» AVAILABLE DATA

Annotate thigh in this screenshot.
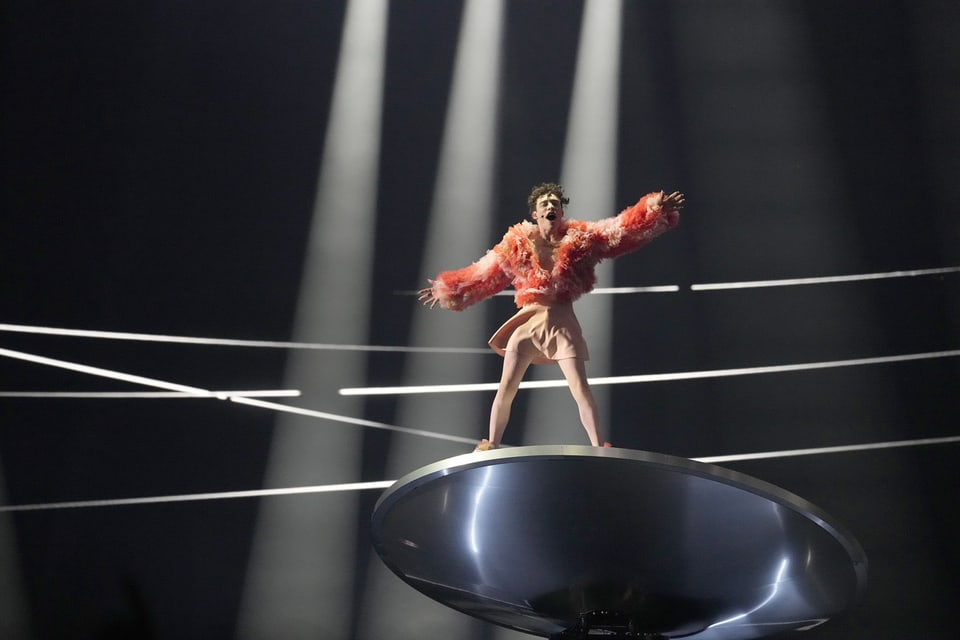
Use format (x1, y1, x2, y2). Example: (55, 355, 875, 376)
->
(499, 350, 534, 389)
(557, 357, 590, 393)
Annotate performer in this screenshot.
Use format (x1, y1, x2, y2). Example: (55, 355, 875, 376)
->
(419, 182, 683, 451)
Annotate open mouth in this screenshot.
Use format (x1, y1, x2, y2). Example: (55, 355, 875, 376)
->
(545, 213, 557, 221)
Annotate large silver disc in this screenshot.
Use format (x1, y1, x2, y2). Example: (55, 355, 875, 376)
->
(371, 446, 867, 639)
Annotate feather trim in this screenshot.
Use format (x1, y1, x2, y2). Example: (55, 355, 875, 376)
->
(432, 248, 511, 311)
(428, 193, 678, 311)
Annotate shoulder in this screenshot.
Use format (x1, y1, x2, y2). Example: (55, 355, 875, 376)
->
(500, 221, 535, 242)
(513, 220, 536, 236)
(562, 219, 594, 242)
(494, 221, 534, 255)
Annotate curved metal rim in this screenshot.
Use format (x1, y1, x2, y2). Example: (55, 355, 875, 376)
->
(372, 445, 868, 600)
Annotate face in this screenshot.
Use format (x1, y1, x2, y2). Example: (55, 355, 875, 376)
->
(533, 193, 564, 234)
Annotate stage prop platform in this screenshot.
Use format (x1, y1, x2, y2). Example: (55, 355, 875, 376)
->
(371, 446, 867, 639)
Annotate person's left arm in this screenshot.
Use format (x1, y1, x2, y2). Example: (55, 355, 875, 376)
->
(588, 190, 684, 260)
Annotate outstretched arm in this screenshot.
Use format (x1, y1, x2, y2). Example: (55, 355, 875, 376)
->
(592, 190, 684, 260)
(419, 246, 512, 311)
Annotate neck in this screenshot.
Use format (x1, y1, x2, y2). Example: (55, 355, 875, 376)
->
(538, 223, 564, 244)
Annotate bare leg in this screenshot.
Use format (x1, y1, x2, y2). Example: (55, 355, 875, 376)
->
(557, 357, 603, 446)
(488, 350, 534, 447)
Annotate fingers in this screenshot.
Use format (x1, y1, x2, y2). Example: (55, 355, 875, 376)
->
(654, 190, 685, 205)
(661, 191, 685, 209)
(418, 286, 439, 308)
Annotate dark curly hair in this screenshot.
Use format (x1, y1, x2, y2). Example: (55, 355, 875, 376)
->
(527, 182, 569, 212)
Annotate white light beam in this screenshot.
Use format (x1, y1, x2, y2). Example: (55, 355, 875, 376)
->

» TASK DIRECTIONS
What you give back must be the stretch above, starting at the line with "Annotate stage prop" and ending at the line with "Annotate neck in this screenshot.", copied exactly.

» EXERCISE RESPONSE
Annotate stage prop platform in this screenshot.
Use format (x1, y1, x2, y2). Example: (55, 355, 875, 376)
->
(371, 446, 867, 639)
Annotate person's left arm in this screenshot.
Use format (x1, y1, x2, y2). Example: (55, 355, 875, 376)
->
(588, 190, 684, 260)
Annotate outstretched arm in this screenshot.
Use format (x1, y1, x2, y2). Example: (55, 355, 875, 376)
->
(592, 190, 684, 260)
(419, 246, 512, 311)
Annotate neck in this screenshot.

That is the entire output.